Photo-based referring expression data
►
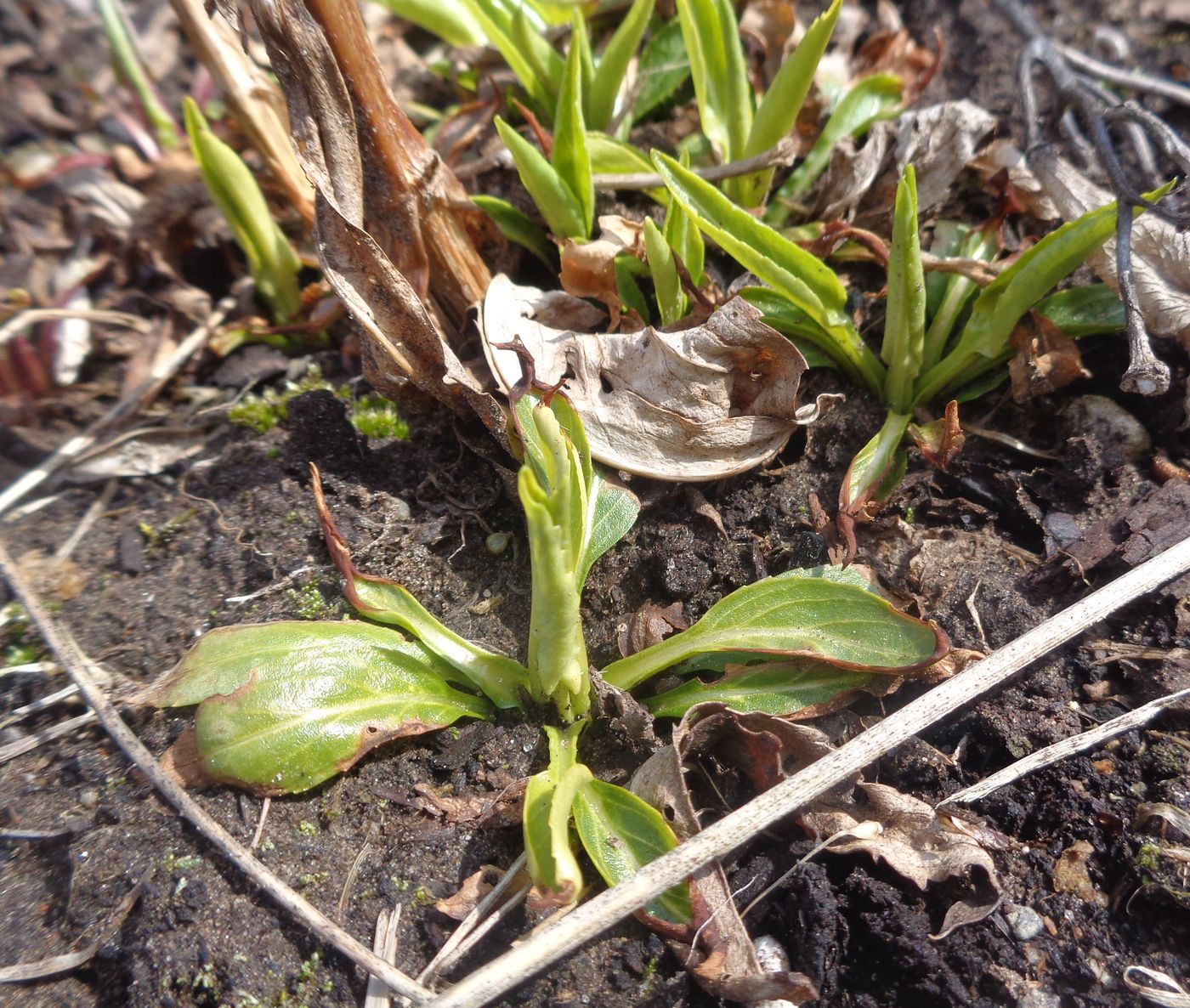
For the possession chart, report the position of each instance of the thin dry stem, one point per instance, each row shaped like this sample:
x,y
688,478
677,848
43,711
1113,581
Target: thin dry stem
x,y
740,826
77,668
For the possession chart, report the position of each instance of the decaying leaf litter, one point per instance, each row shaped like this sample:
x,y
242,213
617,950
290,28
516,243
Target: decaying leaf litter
x,y
960,556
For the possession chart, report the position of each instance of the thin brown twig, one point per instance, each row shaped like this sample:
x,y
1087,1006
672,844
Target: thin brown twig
x,y
1067,748
722,837
77,668
128,406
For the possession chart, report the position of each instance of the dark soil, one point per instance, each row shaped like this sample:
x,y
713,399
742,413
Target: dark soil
x,y
981,550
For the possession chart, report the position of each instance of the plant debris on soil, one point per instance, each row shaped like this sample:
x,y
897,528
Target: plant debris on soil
x,y
206,523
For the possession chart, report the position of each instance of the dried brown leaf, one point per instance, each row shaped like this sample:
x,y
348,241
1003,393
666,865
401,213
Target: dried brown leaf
x,y
707,402
722,956
916,843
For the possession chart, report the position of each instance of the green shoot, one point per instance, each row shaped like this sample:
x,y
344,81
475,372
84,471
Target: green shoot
x,y
128,62
271,259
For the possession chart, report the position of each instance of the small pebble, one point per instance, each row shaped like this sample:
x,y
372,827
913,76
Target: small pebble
x,y
1025,921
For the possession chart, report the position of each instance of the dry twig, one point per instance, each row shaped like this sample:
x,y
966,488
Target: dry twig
x,y
720,838
77,668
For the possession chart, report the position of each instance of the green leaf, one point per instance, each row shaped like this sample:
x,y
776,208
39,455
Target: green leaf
x,y
1001,303
904,318
451,20
612,518
793,323
808,283
812,617
672,300
621,833
570,158
779,688
517,228
663,68
720,76
615,62
955,292
868,101
549,797
610,156
868,478
779,110
288,705
271,259
1094,309
531,57
552,196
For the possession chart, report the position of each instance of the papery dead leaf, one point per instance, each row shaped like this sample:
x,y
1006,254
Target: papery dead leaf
x,y
722,960
938,140
475,886
915,843
707,402
144,452
1045,359
384,213
650,625
588,269
1160,252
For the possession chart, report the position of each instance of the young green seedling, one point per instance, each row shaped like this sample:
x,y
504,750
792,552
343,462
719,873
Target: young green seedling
x,y
285,706
920,360
271,259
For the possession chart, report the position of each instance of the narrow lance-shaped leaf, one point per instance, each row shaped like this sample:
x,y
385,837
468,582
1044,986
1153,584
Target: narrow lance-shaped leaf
x,y
720,77
800,688
621,833
809,283
613,65
813,617
570,158
519,229
499,677
663,68
779,109
955,291
904,318
286,706
551,195
683,235
1001,303
549,799
872,475
670,299
857,110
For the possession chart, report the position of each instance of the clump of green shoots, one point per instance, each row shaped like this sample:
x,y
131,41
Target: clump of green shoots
x,y
285,706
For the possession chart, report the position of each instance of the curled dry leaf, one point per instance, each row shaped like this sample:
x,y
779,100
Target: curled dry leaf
x,y
475,886
938,140
1050,186
916,843
386,229
719,951
1045,359
588,269
707,402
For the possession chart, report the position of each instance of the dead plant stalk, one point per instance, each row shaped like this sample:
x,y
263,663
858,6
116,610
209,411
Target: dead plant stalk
x,y
720,838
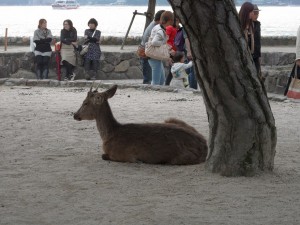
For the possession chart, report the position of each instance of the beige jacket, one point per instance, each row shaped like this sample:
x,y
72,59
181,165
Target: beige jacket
x,y
298,45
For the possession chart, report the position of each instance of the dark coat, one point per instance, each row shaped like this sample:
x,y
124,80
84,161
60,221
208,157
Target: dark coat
x,y
257,37
68,36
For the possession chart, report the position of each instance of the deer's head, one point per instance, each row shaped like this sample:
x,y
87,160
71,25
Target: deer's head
x,y
92,102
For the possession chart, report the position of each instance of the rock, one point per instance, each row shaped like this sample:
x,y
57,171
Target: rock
x,y
122,67
134,72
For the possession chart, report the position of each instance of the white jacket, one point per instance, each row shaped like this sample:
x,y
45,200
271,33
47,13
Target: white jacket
x,y
158,36
298,45
178,70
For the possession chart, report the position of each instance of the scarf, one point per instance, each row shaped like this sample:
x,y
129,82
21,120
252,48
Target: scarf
x,y
41,34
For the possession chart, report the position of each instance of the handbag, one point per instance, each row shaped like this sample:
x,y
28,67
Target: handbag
x,y
85,48
141,51
294,87
157,52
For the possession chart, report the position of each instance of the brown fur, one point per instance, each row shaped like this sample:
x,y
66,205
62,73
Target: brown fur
x,y
173,142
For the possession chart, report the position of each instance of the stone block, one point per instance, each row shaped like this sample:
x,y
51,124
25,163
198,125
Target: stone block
x,y
31,82
4,72
116,76
43,83
54,83
134,72
107,68
15,82
3,80
122,66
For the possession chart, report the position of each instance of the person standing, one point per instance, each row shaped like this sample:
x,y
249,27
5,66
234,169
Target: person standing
x,y
68,38
251,31
171,32
159,37
42,38
92,57
147,73
296,65
257,37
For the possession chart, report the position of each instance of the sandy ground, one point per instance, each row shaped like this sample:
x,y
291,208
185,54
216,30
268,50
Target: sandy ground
x,y
51,171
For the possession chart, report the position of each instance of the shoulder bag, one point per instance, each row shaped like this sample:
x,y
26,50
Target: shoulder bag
x,y
85,48
157,52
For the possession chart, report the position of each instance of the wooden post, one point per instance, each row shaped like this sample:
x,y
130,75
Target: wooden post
x,y
5,40
134,13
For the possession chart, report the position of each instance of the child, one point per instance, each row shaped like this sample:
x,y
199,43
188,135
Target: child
x,y
180,77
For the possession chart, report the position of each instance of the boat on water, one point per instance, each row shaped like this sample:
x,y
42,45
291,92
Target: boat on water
x,y
65,4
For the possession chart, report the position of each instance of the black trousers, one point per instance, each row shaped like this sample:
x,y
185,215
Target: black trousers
x,y
42,66
69,68
91,65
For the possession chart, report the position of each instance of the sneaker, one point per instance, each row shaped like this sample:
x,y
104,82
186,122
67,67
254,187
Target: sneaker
x,y
72,76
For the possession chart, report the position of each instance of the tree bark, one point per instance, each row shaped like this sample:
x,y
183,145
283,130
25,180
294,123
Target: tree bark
x,y
150,12
242,132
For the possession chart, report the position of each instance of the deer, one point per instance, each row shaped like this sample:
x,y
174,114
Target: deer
x,y
173,142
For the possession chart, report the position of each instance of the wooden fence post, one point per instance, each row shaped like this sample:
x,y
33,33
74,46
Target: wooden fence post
x,y
5,40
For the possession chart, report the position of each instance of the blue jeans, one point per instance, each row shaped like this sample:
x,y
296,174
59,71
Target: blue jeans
x,y
158,72
192,78
147,72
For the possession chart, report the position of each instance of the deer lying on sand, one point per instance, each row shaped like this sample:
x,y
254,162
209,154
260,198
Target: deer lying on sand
x,y
173,142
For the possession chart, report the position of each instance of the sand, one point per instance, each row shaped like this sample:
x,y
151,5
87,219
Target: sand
x,y
51,171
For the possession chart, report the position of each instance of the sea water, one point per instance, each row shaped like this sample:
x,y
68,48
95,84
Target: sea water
x,y
115,20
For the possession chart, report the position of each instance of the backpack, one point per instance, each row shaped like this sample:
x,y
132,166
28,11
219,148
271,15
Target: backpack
x,y
179,40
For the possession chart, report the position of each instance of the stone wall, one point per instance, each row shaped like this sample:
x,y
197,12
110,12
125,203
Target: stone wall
x,y
109,40
276,67
112,66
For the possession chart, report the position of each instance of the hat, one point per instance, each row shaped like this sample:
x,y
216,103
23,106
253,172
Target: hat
x,y
255,8
158,14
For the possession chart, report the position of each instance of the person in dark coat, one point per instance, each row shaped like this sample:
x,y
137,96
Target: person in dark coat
x,y
42,38
92,57
68,39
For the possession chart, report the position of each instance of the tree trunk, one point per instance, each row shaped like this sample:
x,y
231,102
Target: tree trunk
x,y
150,12
242,132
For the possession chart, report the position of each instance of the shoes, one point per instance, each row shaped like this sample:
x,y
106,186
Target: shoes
x,y
72,76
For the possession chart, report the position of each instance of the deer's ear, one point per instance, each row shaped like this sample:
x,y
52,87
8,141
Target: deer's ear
x,y
110,92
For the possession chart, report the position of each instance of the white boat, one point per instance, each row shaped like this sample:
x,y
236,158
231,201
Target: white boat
x,y
65,4
119,2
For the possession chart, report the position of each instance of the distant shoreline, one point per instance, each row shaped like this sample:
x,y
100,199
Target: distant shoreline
x,y
136,40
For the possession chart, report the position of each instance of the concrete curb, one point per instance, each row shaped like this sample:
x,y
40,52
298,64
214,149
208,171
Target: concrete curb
x,y
106,84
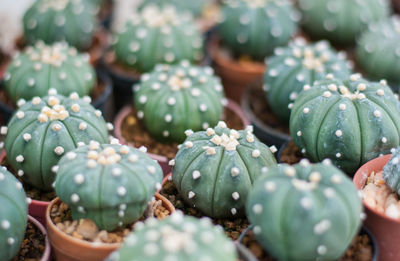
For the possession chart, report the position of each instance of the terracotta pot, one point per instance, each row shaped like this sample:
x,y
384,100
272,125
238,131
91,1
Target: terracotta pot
x,y
68,248
385,229
163,161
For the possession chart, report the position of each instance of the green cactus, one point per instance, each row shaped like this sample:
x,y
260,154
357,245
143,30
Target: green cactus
x,y
349,121
172,99
305,211
178,238
297,65
378,51
109,184
13,215
255,28
158,35
341,21
42,130
41,67
215,169
61,20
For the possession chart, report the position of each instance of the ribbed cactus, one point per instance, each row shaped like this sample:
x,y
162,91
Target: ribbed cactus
x,y
215,169
349,121
56,20
178,238
255,28
172,99
305,211
109,184
341,21
13,215
297,65
41,67
42,130
158,35
378,51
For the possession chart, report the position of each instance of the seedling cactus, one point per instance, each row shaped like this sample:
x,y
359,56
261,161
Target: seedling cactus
x,y
13,215
349,121
215,169
297,65
172,99
109,184
178,238
41,67
43,129
172,34
304,211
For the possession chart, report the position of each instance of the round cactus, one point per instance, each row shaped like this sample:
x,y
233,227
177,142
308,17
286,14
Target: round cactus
x,y
178,238
158,35
305,211
341,21
42,130
215,169
109,184
41,67
61,20
297,65
175,98
349,121
378,51
13,215
255,28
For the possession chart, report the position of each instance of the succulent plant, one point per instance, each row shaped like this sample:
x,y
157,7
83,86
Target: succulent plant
x,y
43,129
215,169
178,238
174,98
341,21
378,51
349,121
13,214
110,184
255,28
73,21
41,67
297,65
158,35
305,211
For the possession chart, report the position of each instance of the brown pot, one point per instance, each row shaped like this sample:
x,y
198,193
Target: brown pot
x,y
67,248
386,230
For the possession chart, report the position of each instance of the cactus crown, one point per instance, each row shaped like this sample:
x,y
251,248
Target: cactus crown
x,y
214,169
175,98
41,67
42,130
165,28
178,238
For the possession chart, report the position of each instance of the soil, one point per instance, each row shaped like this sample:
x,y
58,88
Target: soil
x,y
33,246
135,133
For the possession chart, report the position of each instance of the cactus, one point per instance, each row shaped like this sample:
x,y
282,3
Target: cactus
x,y
109,184
178,238
305,211
297,65
42,130
341,21
13,215
214,169
377,50
158,35
61,20
41,67
349,121
255,28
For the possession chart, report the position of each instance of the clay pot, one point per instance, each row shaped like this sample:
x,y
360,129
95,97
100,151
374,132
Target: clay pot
x,y
67,248
163,161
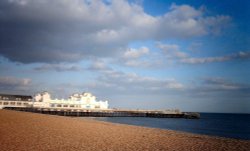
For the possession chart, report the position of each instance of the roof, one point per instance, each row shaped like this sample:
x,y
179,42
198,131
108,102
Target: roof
x,y
14,97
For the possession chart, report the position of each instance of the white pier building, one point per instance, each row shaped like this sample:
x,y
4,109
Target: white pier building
x,y
43,100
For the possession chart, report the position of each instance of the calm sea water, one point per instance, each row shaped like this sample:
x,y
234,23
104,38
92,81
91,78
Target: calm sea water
x,y
216,124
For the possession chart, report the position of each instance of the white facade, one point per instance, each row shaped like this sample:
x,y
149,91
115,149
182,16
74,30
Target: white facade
x,y
82,101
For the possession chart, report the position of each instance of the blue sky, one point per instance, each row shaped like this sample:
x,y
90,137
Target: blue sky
x,y
191,55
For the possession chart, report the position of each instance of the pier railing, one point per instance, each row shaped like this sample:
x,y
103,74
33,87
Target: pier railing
x,y
106,113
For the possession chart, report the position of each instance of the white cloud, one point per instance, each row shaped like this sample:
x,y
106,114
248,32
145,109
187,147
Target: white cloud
x,y
58,67
136,53
238,55
71,30
172,51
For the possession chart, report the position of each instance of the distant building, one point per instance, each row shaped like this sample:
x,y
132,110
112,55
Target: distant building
x,y
43,100
7,100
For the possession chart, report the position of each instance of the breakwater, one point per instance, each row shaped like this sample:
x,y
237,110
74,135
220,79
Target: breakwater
x,y
107,113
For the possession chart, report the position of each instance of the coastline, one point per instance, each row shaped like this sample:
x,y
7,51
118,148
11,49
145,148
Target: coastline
x,y
31,131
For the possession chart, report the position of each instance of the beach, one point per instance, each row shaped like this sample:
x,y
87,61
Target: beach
x,y
32,131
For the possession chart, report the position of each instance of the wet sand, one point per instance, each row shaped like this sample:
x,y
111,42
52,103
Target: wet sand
x,y
35,132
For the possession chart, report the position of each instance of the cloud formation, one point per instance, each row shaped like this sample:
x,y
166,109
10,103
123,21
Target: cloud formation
x,y
174,53
12,84
58,67
72,30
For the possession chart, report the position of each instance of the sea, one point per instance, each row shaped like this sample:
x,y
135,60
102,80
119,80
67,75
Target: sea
x,y
216,124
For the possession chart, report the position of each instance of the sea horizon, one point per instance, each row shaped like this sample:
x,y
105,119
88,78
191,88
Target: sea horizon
x,y
227,125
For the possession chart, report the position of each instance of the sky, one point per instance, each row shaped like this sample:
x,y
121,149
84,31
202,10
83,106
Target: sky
x,y
192,55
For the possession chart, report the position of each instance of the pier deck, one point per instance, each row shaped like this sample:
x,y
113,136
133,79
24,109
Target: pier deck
x,y
107,113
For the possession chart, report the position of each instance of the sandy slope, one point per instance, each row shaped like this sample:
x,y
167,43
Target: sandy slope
x,y
30,131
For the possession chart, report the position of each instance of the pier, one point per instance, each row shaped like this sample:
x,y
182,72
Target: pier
x,y
107,113
80,105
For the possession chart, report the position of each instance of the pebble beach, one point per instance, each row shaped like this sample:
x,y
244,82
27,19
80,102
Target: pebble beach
x,y
38,132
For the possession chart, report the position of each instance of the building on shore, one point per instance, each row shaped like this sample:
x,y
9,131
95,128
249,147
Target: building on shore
x,y
43,100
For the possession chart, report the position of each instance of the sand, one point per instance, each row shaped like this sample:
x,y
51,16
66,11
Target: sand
x,y
32,131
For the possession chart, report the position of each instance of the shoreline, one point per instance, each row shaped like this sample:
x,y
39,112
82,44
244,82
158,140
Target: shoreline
x,y
29,131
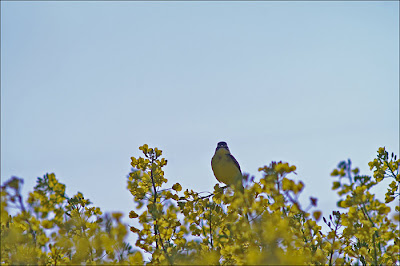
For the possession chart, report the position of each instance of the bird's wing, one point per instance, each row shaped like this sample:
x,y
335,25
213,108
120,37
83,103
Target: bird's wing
x,y
234,160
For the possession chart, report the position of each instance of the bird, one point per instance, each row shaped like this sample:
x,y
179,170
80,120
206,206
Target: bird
x,y
226,168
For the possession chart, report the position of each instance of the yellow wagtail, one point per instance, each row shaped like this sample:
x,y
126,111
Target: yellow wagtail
x,y
225,167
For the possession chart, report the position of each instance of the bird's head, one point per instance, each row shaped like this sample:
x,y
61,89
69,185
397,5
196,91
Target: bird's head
x,y
222,145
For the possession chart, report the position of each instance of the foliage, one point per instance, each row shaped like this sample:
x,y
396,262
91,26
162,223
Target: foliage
x,y
265,224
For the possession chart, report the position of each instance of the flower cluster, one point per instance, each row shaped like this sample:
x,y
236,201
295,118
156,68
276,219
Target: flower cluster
x,y
264,224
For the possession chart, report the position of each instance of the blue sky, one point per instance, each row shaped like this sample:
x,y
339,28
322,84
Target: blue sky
x,y
84,84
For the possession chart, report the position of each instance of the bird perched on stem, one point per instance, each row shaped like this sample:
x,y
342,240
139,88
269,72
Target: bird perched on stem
x,y
225,167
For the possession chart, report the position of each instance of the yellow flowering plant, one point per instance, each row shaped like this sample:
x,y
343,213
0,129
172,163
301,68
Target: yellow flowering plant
x,y
265,224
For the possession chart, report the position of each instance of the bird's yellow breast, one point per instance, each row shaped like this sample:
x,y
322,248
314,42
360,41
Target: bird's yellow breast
x,y
224,168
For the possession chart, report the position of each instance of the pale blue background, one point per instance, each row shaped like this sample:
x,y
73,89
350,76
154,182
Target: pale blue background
x,y
84,84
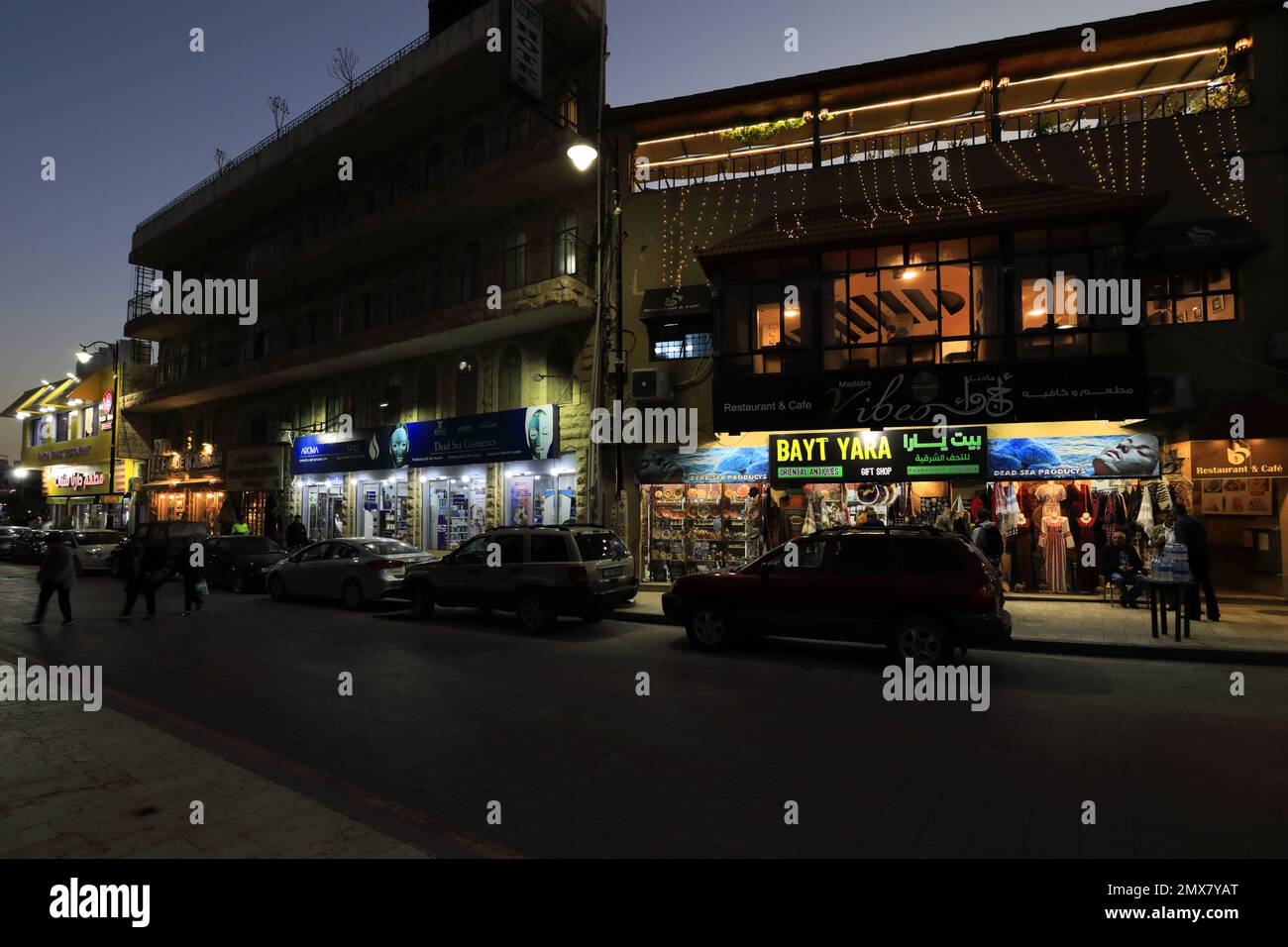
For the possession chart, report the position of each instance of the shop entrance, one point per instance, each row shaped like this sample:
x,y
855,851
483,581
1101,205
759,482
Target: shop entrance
◄
**YOUR INSTRUCTIONS**
Show me every line in the data above that includes "shop".

**SOLVED EXERCISE**
For the possession chart, report the position of each instance of the shop entrance, one point per instance, each row shaped like this sample:
Target: shop entrance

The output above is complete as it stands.